Segment Start: DATA SUPPLIED
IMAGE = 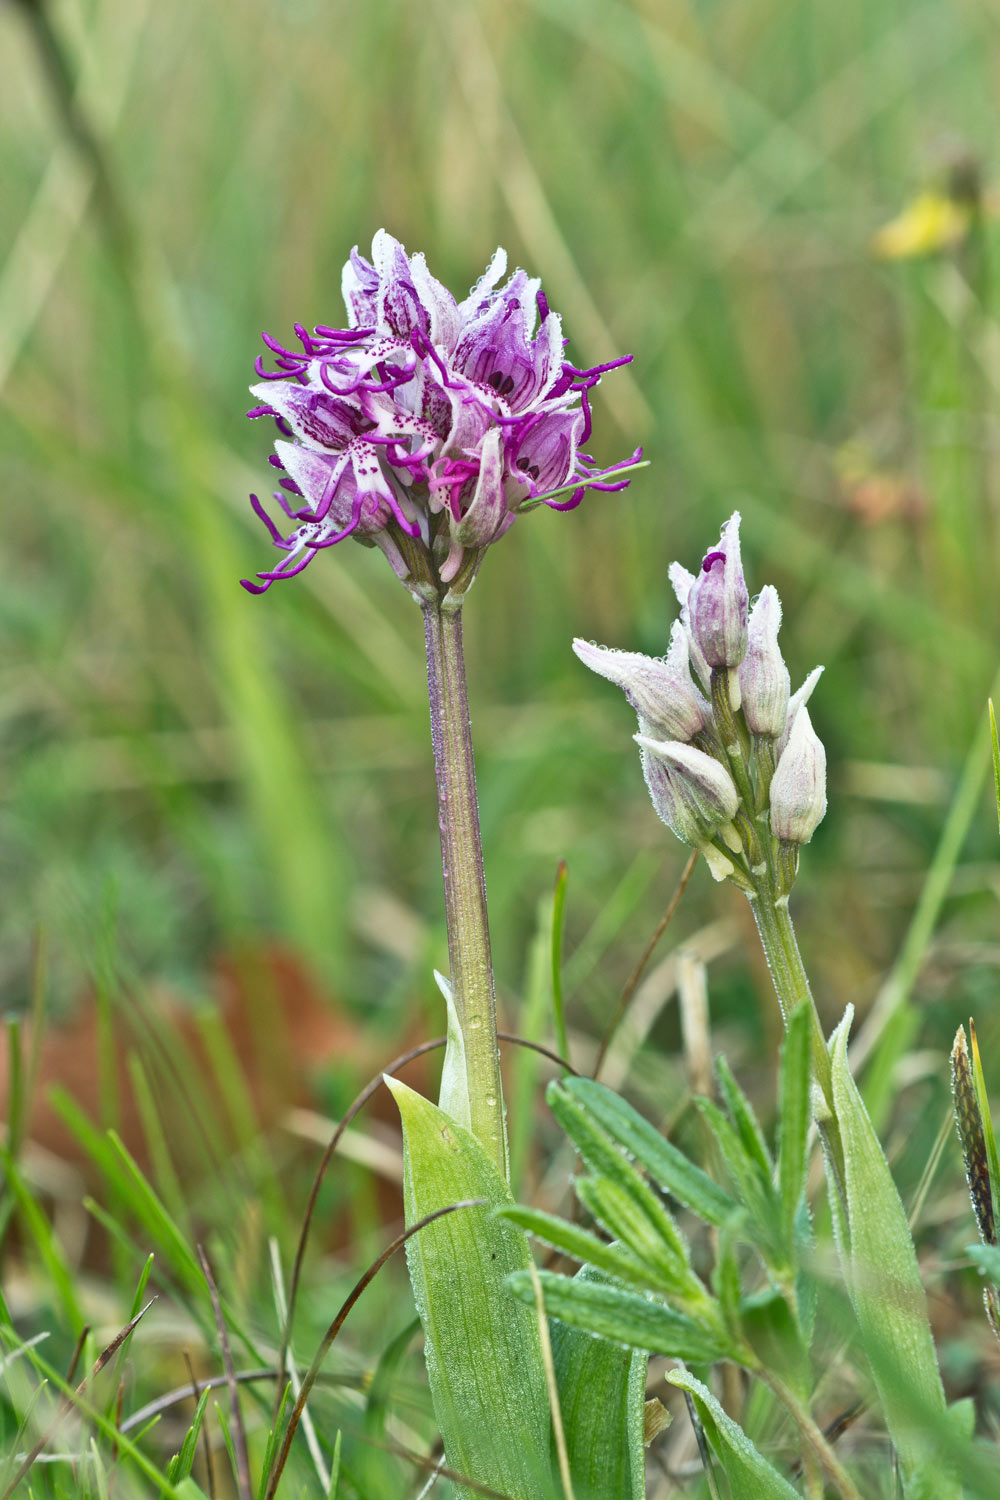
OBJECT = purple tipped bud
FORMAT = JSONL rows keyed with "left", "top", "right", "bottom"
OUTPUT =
{"left": 739, "top": 585, "right": 790, "bottom": 736}
{"left": 686, "top": 513, "right": 749, "bottom": 670}
{"left": 634, "top": 734, "right": 739, "bottom": 849}
{"left": 776, "top": 666, "right": 824, "bottom": 758}
{"left": 770, "top": 706, "right": 826, "bottom": 844}
{"left": 572, "top": 622, "right": 709, "bottom": 742}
Segment End: DATA SUPPLIED
■ **TASK DESCRIPTION**
With the pictures removed, return each record above exactly as given.

■ **OUTPUT BELOW**
IMAGE = 
OBJECT = purple tipped bud
FORMAT = JSONL rows keyed with "left", "top", "right", "bottom"
OUTPUT =
{"left": 739, "top": 585, "right": 790, "bottom": 736}
{"left": 686, "top": 513, "right": 749, "bottom": 670}
{"left": 634, "top": 734, "right": 739, "bottom": 849}
{"left": 776, "top": 666, "right": 824, "bottom": 758}
{"left": 770, "top": 706, "right": 826, "bottom": 844}
{"left": 572, "top": 622, "right": 709, "bottom": 742}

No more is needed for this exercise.